• **Record extracts**
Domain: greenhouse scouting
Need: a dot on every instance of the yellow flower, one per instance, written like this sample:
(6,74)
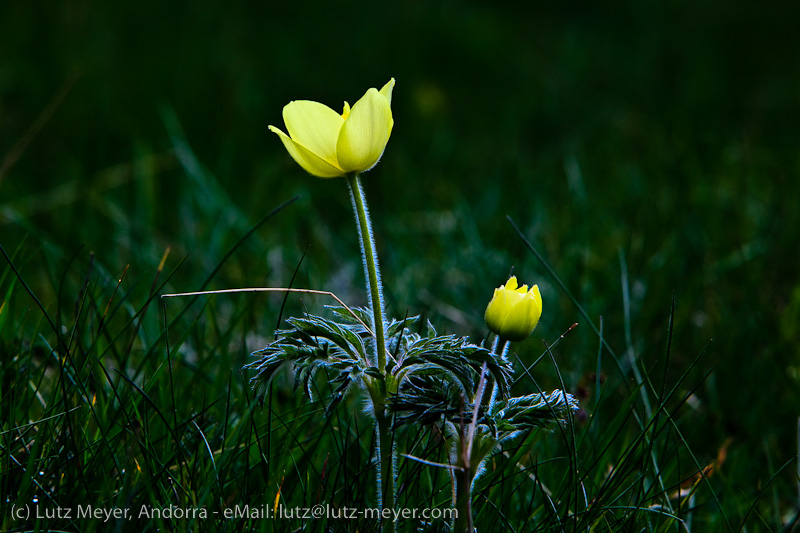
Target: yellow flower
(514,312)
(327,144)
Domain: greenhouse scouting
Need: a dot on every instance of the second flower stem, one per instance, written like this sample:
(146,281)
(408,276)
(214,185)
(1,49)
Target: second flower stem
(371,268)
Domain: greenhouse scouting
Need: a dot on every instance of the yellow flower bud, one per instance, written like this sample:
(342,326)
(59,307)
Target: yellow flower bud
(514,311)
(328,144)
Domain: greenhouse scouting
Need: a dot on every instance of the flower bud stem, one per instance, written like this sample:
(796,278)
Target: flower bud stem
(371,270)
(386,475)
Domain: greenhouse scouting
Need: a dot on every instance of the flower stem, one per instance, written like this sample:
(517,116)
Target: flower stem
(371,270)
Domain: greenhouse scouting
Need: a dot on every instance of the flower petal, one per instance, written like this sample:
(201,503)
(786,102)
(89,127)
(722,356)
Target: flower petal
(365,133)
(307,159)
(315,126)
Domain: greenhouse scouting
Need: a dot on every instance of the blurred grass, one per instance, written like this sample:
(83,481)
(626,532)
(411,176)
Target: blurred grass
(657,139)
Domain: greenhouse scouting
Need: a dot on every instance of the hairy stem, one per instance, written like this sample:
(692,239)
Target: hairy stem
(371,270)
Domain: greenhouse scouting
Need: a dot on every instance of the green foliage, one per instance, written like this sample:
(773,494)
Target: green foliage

* * *

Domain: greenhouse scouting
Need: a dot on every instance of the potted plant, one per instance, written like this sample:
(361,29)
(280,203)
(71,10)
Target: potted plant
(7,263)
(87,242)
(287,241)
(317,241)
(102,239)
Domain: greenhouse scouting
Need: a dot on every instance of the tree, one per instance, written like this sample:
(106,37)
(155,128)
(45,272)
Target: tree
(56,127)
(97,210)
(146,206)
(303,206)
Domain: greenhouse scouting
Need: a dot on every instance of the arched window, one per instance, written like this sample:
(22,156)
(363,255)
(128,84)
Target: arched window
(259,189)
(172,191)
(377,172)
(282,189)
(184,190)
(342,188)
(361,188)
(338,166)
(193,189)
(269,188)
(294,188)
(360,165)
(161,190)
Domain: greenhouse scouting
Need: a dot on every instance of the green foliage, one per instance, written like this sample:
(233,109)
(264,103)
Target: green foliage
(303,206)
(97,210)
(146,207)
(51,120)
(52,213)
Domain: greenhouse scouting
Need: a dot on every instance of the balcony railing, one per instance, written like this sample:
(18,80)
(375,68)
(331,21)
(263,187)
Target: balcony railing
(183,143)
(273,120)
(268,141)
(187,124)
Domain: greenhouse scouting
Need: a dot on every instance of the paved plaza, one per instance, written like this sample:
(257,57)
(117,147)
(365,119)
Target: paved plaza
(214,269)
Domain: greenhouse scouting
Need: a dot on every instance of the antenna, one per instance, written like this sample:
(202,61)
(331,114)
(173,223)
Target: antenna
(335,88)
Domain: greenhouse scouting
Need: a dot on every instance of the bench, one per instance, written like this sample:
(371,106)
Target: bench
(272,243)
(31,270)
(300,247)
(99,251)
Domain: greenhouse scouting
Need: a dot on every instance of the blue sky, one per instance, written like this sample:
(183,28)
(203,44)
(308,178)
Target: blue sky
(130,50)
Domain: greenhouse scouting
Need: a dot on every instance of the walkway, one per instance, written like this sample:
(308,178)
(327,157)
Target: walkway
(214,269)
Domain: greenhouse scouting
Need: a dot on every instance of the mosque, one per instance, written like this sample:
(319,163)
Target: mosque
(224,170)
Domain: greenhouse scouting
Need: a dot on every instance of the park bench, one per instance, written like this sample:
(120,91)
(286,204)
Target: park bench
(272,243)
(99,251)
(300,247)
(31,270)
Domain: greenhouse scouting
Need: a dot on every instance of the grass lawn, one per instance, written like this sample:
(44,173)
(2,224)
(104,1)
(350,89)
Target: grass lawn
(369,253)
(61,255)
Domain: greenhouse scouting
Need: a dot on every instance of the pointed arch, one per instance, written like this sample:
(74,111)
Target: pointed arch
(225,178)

--

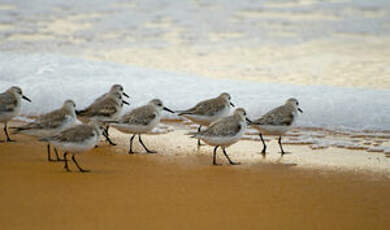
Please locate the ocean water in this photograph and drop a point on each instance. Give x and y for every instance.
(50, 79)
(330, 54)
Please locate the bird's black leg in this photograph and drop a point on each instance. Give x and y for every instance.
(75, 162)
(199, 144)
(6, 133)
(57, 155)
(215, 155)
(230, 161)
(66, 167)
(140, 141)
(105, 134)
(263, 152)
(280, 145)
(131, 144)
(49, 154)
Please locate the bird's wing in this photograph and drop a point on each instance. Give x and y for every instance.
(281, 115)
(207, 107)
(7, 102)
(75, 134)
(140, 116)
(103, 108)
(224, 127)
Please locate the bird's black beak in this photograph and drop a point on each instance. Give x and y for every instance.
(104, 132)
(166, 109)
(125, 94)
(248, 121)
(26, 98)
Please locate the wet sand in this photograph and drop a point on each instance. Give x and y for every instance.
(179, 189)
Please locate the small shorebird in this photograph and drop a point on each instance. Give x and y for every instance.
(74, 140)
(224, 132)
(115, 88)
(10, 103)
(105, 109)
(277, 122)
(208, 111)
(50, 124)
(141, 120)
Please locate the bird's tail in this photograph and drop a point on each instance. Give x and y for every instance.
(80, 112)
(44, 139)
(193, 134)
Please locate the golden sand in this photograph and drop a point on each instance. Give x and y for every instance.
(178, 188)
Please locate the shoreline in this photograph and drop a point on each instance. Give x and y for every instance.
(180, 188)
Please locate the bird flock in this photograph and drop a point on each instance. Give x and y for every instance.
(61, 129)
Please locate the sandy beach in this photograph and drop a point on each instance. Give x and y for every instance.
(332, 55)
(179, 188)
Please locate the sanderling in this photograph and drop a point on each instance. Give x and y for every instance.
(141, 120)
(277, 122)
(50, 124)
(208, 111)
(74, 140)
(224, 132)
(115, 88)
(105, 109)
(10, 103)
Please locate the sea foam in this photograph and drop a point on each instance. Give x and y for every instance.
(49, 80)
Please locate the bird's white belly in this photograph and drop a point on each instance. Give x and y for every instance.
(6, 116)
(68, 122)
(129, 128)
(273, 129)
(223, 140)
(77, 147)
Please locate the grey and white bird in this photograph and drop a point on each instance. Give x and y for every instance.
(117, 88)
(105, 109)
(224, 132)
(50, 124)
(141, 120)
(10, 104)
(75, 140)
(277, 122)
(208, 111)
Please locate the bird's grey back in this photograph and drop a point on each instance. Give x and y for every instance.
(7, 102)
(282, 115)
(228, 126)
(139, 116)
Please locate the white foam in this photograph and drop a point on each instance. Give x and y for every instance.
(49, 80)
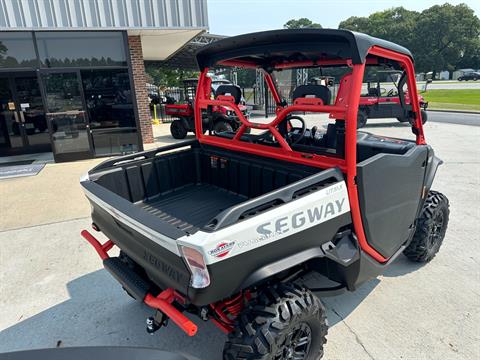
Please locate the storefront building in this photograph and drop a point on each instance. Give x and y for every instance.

• **What this task involves**
Could you reproduce the rows above word for word, starting at the one that contains "Please locate the bird flock" and ending at the one that contains "Please locate the storefront", with both of those included and the pictures left out?

• **The completed task**
Please locate the bird flock in this photograph and drop a point on each instance. Give x and y for every instance.
(61, 129)
Please locate the sandy beach in this photograph and drop a point on each instance. Give x and y for every instance.
(332, 55)
(179, 188)
Please locate the sanderling in this photograph and drop a point on each instance. Give x and y for every instance.
(141, 120)
(277, 122)
(50, 124)
(208, 111)
(74, 140)
(224, 132)
(115, 88)
(105, 109)
(10, 103)
Please locate the sea foam in this photograph and drop a point on each instance. Give x and y for every instance.
(49, 80)
Please locate the bird's white belly in this photograph and drop a point on each instance. Give x and y for every instance.
(6, 116)
(68, 122)
(129, 128)
(273, 129)
(223, 140)
(77, 147)
Please locate the grey and white bird in this photograph and drop a point on each instance. Give x and y for every instance.
(117, 88)
(105, 109)
(224, 132)
(50, 124)
(141, 120)
(10, 104)
(75, 140)
(277, 122)
(208, 111)
Please locate the bird's grey back in this photograph and drop a point on each instance. Give x and y for every instance.
(7, 102)
(282, 115)
(228, 126)
(139, 116)
Please locate the white foam in this photograph and drop a point on each instance. Give x and y for every instance.
(49, 80)
Please locate the storefront building in this photograph and drop a point on each instance. Give x and y for every instance.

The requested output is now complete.